■ PROBLEM STATEMENT ■
Locate each line below that contains the word "white" and copy it out in full. Case counts, so only matches with the same capitalization qualify.

■ DATA RECORDS ■
::::

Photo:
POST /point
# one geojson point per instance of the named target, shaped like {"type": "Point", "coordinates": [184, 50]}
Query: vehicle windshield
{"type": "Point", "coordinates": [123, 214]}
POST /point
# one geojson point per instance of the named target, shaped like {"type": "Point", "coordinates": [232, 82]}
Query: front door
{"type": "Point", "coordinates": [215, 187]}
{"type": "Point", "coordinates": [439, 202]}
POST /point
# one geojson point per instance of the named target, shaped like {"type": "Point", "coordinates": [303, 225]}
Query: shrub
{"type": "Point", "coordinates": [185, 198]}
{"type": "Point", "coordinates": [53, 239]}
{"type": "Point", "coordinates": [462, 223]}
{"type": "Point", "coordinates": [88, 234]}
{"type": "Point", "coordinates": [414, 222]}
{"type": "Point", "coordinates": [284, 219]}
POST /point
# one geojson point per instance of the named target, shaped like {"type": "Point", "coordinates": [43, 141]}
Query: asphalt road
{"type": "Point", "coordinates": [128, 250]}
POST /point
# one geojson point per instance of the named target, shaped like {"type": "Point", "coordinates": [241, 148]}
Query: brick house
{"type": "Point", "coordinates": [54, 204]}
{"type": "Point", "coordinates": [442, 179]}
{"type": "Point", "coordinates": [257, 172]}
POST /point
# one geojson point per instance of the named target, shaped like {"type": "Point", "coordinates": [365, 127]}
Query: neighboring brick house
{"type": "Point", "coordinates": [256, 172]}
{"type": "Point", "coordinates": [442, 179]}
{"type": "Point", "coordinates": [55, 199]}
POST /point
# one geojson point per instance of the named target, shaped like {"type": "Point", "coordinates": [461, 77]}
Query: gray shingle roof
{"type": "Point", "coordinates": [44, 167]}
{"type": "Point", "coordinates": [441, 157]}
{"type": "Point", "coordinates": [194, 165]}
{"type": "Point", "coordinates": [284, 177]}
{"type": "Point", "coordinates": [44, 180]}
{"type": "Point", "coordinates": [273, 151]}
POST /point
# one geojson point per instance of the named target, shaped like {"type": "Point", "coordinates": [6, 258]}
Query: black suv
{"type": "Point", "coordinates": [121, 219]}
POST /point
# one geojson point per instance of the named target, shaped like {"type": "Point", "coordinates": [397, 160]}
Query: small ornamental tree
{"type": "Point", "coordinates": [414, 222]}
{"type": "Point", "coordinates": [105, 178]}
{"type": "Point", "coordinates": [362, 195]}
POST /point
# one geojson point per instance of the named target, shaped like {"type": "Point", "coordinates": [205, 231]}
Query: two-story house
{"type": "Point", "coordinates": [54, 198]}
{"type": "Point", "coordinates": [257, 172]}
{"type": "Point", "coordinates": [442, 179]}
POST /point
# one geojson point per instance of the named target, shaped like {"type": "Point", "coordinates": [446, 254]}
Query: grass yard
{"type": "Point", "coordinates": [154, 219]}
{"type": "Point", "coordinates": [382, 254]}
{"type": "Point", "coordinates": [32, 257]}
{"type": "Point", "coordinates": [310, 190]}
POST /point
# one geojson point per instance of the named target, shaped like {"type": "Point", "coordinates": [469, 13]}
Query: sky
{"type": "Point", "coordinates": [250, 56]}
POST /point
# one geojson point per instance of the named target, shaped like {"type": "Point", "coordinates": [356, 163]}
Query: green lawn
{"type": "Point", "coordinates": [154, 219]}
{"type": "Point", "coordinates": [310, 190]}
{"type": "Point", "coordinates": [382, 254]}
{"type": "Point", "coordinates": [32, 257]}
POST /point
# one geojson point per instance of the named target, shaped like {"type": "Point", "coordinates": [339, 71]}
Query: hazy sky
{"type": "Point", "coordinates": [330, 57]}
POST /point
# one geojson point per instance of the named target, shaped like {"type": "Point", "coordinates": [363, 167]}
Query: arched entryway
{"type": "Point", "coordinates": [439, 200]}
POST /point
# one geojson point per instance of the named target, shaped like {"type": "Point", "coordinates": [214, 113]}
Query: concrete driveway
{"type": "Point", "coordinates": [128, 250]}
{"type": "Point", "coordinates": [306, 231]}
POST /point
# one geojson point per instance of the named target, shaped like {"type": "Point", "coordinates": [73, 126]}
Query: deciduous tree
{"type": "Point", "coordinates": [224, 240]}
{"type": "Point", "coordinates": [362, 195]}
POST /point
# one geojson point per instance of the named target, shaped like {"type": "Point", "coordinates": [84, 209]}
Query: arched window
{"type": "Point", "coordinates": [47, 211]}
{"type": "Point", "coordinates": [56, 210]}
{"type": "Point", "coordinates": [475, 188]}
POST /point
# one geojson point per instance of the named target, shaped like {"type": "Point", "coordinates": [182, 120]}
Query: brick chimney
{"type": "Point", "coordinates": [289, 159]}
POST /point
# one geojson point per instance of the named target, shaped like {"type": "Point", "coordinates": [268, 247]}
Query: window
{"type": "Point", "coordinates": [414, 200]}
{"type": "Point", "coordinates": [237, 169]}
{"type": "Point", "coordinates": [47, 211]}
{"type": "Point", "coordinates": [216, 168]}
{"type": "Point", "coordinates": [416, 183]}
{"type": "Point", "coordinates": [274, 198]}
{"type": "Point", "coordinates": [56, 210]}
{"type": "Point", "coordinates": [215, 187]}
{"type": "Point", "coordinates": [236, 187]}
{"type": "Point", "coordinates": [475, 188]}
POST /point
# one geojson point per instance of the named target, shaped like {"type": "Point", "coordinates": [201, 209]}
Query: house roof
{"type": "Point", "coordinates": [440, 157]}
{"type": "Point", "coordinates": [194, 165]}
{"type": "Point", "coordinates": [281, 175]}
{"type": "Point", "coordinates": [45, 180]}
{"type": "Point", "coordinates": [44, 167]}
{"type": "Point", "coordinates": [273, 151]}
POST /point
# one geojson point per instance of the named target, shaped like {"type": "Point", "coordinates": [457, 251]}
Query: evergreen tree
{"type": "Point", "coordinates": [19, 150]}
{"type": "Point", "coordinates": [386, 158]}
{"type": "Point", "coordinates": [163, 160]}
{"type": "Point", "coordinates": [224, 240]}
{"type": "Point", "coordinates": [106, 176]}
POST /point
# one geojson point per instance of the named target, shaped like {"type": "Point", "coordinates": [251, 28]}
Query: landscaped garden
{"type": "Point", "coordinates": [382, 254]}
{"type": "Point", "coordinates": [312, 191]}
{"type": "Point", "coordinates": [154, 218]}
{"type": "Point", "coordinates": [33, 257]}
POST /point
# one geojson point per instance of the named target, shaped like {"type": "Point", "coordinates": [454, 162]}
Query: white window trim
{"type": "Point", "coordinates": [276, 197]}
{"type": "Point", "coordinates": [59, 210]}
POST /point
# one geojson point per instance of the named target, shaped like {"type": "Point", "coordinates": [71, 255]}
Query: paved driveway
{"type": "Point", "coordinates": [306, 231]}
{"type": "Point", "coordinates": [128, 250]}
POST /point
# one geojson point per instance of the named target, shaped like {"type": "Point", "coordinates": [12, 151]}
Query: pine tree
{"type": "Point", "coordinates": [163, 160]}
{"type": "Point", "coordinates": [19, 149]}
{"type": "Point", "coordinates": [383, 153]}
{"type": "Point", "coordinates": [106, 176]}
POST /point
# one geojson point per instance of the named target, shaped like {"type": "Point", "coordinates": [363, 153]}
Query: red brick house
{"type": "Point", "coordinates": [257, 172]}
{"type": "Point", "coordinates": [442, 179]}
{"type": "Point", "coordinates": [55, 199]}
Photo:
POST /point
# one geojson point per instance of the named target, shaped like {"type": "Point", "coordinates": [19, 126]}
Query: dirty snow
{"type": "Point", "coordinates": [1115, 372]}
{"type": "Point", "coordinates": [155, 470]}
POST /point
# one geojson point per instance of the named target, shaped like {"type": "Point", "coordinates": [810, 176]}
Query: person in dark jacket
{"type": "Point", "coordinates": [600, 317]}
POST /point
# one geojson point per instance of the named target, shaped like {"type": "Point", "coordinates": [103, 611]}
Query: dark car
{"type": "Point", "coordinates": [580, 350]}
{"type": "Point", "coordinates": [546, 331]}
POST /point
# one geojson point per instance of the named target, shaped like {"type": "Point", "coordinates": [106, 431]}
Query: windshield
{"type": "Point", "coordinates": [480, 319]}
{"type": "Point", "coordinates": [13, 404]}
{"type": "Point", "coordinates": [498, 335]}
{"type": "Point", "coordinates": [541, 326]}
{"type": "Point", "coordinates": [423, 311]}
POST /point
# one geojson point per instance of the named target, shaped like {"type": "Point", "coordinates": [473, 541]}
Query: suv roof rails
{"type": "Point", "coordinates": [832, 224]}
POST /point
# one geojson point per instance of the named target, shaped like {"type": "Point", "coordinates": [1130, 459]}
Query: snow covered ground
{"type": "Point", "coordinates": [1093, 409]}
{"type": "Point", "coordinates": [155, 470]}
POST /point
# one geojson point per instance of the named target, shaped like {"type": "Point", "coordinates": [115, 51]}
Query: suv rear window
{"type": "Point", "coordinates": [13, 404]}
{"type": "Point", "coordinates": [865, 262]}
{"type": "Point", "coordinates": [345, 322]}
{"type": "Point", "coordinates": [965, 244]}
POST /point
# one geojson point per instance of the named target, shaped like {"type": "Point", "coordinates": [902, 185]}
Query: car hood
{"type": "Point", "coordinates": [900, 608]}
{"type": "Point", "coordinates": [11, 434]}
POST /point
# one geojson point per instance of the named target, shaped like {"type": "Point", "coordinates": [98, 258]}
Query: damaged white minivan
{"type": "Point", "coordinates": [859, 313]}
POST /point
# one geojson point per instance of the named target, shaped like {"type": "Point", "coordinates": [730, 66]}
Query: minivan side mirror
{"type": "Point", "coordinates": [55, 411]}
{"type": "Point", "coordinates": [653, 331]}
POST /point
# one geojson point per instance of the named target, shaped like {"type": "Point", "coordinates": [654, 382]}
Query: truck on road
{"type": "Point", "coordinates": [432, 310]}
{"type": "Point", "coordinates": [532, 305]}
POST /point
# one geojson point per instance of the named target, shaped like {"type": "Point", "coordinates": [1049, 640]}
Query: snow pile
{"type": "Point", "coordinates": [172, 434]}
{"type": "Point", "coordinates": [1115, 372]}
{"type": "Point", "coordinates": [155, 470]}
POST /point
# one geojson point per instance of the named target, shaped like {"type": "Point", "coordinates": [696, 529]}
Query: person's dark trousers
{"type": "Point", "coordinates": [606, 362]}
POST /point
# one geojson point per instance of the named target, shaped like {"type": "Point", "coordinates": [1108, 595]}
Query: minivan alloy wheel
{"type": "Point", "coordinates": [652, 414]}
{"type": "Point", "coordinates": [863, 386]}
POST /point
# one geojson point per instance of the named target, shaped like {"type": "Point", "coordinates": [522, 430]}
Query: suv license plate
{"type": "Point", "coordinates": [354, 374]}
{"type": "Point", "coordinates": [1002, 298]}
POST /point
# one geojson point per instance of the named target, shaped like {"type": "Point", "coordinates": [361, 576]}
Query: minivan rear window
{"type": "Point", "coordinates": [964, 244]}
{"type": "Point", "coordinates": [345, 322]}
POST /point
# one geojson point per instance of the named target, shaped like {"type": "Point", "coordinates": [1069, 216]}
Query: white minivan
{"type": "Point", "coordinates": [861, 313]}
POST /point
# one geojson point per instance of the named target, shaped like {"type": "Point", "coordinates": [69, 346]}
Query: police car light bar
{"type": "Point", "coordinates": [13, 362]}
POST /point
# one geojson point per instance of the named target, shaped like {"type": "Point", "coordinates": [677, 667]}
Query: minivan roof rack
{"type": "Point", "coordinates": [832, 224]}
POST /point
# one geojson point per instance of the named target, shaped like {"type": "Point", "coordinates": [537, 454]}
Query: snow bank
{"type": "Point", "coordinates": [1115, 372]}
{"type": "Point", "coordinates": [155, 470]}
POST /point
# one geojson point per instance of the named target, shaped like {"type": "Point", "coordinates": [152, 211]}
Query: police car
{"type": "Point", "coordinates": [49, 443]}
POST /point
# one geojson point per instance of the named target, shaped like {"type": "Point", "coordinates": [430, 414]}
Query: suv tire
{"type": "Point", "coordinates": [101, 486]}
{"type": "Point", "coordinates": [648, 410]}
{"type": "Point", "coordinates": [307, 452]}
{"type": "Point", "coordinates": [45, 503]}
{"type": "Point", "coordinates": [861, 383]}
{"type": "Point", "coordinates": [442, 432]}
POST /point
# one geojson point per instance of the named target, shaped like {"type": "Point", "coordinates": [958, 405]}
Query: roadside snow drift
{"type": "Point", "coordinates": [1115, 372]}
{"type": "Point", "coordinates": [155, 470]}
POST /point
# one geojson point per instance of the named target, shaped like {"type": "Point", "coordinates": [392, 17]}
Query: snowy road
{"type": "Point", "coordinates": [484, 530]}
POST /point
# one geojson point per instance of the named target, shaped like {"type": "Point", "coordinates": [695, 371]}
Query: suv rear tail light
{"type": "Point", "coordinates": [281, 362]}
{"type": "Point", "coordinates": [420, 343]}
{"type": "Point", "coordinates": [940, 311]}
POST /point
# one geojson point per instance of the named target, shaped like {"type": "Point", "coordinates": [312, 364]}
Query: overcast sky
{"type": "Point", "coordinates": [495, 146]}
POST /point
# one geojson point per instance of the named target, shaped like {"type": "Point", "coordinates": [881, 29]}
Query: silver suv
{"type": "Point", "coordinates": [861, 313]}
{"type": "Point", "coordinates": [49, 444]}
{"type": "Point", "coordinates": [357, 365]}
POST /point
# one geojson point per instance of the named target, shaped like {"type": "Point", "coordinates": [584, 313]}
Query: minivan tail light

::::

■ EXERCISE OUTPUT ■
Query: white window trim
Query: damaged white minivan
Query: white minivan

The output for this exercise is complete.